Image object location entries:

····················

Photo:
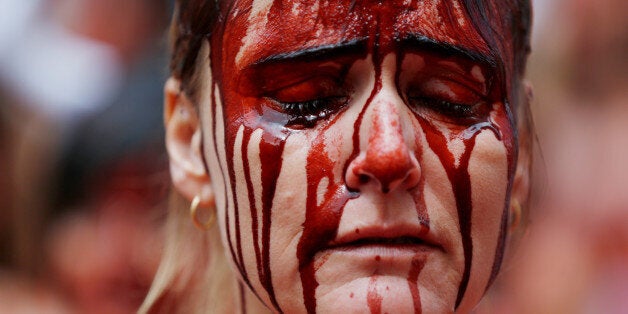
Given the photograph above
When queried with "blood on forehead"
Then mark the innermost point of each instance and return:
(258, 29)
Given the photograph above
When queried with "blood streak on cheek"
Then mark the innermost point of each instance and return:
(413, 278)
(373, 297)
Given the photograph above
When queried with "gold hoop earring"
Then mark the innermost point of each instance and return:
(515, 214)
(193, 214)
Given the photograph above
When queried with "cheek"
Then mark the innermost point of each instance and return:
(488, 171)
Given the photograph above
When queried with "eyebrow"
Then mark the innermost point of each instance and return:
(317, 53)
(419, 42)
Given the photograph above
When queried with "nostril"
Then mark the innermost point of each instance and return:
(364, 178)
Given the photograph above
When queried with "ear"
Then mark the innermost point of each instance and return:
(521, 182)
(184, 142)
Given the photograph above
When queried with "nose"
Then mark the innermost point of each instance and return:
(386, 161)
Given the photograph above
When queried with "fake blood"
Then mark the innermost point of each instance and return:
(377, 22)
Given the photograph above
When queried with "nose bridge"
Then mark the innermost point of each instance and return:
(388, 157)
(385, 158)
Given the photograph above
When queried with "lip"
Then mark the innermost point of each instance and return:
(386, 240)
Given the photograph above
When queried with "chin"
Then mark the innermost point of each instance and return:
(380, 294)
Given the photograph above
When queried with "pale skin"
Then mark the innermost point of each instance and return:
(398, 243)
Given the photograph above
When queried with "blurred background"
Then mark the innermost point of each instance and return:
(83, 172)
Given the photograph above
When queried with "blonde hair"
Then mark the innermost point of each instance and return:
(194, 273)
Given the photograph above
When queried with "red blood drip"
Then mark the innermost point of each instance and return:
(271, 151)
(242, 298)
(461, 184)
(251, 195)
(513, 150)
(413, 278)
(373, 297)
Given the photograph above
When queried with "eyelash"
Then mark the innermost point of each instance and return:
(308, 113)
(450, 110)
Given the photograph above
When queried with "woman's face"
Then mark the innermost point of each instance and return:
(360, 154)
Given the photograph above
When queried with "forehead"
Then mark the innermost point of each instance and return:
(258, 29)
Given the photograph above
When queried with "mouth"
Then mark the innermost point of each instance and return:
(381, 241)
(386, 241)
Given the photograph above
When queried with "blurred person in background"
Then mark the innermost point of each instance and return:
(88, 77)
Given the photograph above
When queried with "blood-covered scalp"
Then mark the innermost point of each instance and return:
(486, 41)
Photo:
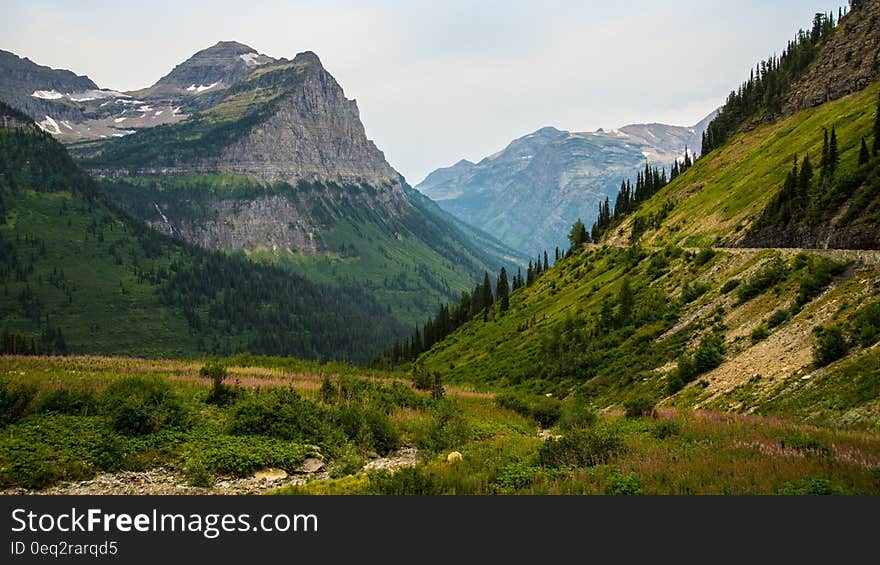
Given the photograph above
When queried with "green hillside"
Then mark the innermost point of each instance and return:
(409, 263)
(79, 276)
(725, 193)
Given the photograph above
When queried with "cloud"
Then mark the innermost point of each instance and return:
(437, 82)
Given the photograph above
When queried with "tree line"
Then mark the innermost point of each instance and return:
(481, 301)
(770, 81)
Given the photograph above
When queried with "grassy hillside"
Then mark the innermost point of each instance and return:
(73, 263)
(730, 330)
(70, 418)
(726, 192)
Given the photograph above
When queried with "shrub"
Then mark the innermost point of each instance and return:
(576, 414)
(328, 392)
(865, 325)
(830, 346)
(806, 444)
(665, 428)
(547, 411)
(704, 256)
(416, 480)
(197, 473)
(515, 402)
(766, 278)
(368, 427)
(580, 448)
(66, 401)
(729, 286)
(626, 485)
(447, 427)
(14, 401)
(639, 406)
(422, 379)
(692, 291)
(347, 462)
(777, 318)
(280, 413)
(760, 333)
(220, 393)
(142, 405)
(241, 456)
(811, 486)
(709, 354)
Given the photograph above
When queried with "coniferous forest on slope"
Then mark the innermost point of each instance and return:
(715, 331)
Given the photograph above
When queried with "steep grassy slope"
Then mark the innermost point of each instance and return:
(78, 275)
(614, 325)
(726, 192)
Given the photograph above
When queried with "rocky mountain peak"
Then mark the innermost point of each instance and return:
(211, 69)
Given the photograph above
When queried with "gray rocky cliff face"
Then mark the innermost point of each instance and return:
(848, 63)
(293, 222)
(315, 134)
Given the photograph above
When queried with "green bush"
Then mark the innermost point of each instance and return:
(865, 325)
(410, 481)
(67, 401)
(730, 286)
(280, 413)
(760, 333)
(447, 427)
(766, 278)
(692, 291)
(580, 448)
(368, 427)
(665, 428)
(639, 406)
(576, 414)
(811, 486)
(220, 394)
(704, 256)
(345, 463)
(623, 485)
(777, 318)
(830, 346)
(547, 411)
(806, 444)
(141, 405)
(241, 456)
(14, 401)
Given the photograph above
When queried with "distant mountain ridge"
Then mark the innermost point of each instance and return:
(245, 153)
(530, 193)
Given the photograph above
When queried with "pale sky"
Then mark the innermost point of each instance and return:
(440, 81)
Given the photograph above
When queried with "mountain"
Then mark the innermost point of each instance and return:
(215, 68)
(528, 194)
(279, 167)
(703, 298)
(79, 275)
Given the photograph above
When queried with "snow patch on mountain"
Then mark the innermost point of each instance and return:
(50, 126)
(47, 95)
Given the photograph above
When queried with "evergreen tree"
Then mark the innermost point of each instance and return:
(804, 179)
(833, 155)
(877, 128)
(823, 164)
(488, 300)
(625, 302)
(502, 291)
(578, 234)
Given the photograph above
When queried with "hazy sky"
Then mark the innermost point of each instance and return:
(440, 81)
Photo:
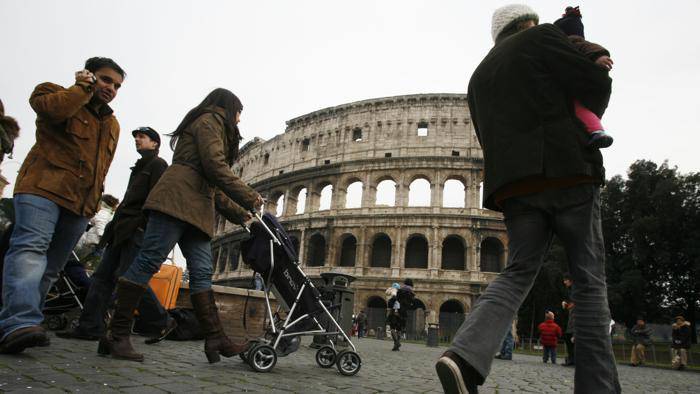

····················

REQUIREMENT: Identify every line in the entries above that contains the word "rocky", and copy each of those lines in full. Case counts.

SOLVED EXERCISE:
When queried with "rocky mountain peak"
When queried with "gray rocky cliff face"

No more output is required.